== Ausgangstext ==
☆ ☆ ☆ ☆ ☆ ☆ ☆

Zur Geschichte der AAG
Schwerpunkt: Das «Konstitutionsproblem»
Quellen und Zitate zur Aufzeichnung vom 20. Juli 2023
Pfingstspruch
Wo Sinneswissen endet,
Da stehet erst die Pforte,
Die Lebenswirklichkeiten
Dem Seelensein eröffnet;
Den Schlüssel schafft die Seele,
Wenn sie in sich erstarkt
Im Kampf, den Weltenmächte
Auf ihrem eignen Grunde
Mit Menschenkräften führen,
Wenn sie durch sich vertreibt
Den Schlaf, der Wissenskräfte
An ihren Sinnesgrenzen
Mit Geistesnacht umhüllet.
GA 272
Aus einem Aufsatz Rudolf Steiners zu «Chymische Hochzeit des Christan Rosenkreutz»
«Im Beginne der Schilderung des zweiten Tages wird auch sogleich darauf hingewiesen, wie ihm [dem Wanderer] die Natur in einer neuen Art erscheint. Aber er soll nicht nur in die Hintergründe der Natur schauen; er soll in die Beweggründe des menschlichen Wollens und Handelns tiefere Blicke tun, als sie dem gewöhnlichen Bewußtsein zuteil werden. Der Darsteller der «Chymischen Hochzeit» will sagen, daß dieses gewöhnliche Bewußtsein nur die Außenseite des Wollens und Handelns kennenlernt, und daß auch die Menschen durch dieses Bewußtsein von ihrem eigenen Wollen und Handeln nur diese Außenseite gewahr werden. Die tiefer liegenden geistigen Impulse, die aus der übersinnlichen Welt heraus in dieses Wollen und Handeln sich ergießen, und die das menschliche soziale Zusammenleben gestalten, bleiben diesem Bewußtsein unbekannt. Der Mensch kann in dem Glauben leben, ein bestimmter Beweggrund führe ihn zu einer Handlung; in Wahrheit ist dieser Beweggrund nur die bewußte Maske für einen unbewußt bleibenden. Insofern die Menschen ihr soziales Zusammenleben nach dem gewöhnlichen Bewußtsein regeln, greifen in dieses Zusammenleben Kräfte ein, die nicht im Sinne der Entwickelung liegen, welche der Menschheit heilsam sind. Diesen Kräften müssen andere entgegengestellt werden, welche durch übersinnliches Bewußtsein erschaut und dem sozialen Wirken einverleibt werden. Zur Erkenntnis solcher Kräfte soll der Wanderer der «Chymischen Hochzeit» geführt werden. Dazu soll er die Menschen durchschauen nach dem Wesen, das wirklich in ihnen lebt, und das ein ganz anderes ist, als das in ihrem Glauben von sich vorhandene, oder das der Stelle entspricht, die sie in der vom gewöhnlichen Bewußtsein bestimmten sozialen Ordnung einnehmen.» (GA 35, S. 349f.)

☆ ☆ ☆ ☆ ☆ ☆ ☆

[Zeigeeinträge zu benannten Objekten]

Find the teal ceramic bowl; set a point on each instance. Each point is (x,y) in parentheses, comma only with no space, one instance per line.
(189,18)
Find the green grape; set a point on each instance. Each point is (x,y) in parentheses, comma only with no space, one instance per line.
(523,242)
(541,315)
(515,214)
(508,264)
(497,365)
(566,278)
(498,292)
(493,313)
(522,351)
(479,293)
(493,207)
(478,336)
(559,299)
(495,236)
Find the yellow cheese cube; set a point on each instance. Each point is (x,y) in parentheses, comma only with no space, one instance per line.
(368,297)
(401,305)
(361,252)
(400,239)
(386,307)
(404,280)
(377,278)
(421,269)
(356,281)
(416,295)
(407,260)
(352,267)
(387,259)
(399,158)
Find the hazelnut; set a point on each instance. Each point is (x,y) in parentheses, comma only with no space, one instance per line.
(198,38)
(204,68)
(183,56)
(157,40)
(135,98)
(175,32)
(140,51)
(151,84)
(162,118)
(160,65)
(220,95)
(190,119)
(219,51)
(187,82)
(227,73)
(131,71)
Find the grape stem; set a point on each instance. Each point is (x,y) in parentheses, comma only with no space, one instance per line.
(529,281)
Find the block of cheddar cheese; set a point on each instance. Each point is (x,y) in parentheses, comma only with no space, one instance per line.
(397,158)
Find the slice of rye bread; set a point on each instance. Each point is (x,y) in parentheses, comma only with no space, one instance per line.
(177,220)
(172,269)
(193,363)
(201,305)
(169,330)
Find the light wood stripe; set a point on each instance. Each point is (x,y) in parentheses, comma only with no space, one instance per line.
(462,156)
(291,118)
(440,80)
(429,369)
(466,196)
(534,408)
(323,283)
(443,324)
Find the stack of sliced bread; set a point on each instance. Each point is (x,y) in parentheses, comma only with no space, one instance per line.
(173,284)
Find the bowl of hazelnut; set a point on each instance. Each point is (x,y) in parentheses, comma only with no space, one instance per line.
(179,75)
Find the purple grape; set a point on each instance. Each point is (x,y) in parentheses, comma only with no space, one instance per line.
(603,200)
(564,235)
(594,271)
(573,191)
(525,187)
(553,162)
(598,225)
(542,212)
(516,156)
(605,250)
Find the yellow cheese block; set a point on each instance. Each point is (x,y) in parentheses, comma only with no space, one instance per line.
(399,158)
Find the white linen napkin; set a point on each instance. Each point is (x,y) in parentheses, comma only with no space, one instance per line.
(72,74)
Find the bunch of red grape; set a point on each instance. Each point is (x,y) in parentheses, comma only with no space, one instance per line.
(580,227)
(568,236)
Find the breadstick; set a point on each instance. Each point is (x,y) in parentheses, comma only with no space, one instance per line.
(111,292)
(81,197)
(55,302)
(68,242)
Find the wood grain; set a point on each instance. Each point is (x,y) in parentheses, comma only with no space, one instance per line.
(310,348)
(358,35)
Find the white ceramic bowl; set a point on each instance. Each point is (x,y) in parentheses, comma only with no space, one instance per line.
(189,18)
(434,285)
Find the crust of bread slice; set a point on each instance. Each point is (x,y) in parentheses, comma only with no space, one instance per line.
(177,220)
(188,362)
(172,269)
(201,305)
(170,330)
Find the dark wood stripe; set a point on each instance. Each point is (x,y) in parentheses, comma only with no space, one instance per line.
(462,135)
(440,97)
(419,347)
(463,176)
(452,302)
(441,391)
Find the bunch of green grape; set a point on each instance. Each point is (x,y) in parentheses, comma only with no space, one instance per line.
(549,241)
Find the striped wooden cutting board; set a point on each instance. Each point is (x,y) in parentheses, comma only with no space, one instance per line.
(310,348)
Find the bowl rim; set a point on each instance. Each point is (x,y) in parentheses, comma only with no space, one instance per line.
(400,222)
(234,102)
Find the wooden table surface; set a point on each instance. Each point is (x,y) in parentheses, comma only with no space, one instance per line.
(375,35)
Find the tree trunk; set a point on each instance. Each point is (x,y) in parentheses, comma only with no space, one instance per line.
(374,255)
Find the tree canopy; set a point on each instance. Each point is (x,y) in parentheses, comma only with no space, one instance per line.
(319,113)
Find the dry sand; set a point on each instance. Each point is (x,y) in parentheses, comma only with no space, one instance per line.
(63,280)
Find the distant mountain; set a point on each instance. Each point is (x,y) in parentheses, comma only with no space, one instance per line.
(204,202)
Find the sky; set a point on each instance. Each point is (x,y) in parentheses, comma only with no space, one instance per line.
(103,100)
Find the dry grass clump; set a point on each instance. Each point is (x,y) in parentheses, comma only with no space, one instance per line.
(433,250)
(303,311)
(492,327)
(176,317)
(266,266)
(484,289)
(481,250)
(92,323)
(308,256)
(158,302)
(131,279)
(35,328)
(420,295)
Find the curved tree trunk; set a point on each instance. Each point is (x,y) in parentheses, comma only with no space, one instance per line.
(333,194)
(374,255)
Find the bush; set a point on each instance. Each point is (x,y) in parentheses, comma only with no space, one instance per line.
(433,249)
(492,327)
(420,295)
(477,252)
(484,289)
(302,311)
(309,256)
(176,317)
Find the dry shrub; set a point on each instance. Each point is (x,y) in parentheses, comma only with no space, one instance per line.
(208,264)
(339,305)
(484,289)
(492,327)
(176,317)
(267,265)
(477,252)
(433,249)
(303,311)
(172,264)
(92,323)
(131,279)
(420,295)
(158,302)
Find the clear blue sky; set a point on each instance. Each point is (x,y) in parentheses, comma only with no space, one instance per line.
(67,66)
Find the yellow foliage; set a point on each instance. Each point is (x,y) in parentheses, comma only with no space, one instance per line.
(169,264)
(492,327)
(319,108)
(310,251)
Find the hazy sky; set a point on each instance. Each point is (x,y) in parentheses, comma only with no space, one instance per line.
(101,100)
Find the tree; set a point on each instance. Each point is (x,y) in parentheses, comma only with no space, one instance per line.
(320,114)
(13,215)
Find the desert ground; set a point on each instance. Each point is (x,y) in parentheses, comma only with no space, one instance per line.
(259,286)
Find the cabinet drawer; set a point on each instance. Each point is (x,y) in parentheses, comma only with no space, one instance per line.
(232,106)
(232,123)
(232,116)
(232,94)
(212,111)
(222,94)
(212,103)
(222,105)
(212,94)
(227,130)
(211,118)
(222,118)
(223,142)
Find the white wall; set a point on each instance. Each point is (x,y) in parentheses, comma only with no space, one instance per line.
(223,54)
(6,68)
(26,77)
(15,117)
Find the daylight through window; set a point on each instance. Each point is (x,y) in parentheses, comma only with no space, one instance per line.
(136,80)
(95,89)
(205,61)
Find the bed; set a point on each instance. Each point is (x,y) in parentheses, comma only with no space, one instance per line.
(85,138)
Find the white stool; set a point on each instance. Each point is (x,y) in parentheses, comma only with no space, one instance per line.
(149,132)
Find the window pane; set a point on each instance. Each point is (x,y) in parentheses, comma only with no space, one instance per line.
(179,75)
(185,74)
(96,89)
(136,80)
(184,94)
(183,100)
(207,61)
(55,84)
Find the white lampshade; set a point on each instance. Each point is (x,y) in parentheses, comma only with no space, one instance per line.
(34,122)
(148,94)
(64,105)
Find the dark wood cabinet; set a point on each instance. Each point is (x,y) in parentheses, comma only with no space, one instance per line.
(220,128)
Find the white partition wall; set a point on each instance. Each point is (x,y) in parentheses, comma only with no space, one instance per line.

☆ ☆ ☆ ☆ ☆ ☆ ☆

== Aufgaben zur Bearbeitung ==
1. Nenne alle zusammengesetzten Substantive, die im Pfingstspruch des Ausgangstextes vorkommen, in der dort verwendeten Form.
2. Führe den Ausgangstext zur Geschichte der AAG im Anschluss an die Angabe „(GA 35, S. 349f.)“ weiter.

== Lösungen in Reihenfolge ==
1. Sinneswissen, Lebenswirklichkeiten, Seelensein, Weltenmächte, Menschenkräften, Wissenskräfte, Sinnesgrenzen, Geistesnacht

2.
Machtverhältnisse – Selektion der Schlechtesten
Rudolf Steiner sprach davon, dass gerade in unserer fünften nachatlantischen Kulturepoche etwas reif werden wird, was «dem heutigen Menschen ganz besonders paradox erscheinen muss», etwas was sich jedoch mit aller Gewalt geltend machen wird. Es handelt sich darum, «daß möglich werden wird eine gewisse Lenkung der Menschen nach mehr okkulten Grundsätzen, als jemals die Menschen gelenkt worden sind. Es liegt im allgemeinen Charakter der Entwickelung, daß in dieser fünften nachatlantischen Zeit gewisse Machtverhältnisse, gewisse starke Einfluß Verhältnisse, auf kleine Gruppen von Menschen übergehen müssen, die eine starke Macht haben werden über andere, große Massen.»[1]
Und diese Entwicklung wird dazu führen, dass «diejenigen, die gerade weniger für dieses spirituelle Leben geeignet sind, gewisse Machtverhältnisse an sich reißen können.» Und es käme darauf an, dass Vorsorge getroffen wird, «dass diejenigen, die auf diese Weise zu gewissen Machtimpulsen kommen, die Würdigen seien.»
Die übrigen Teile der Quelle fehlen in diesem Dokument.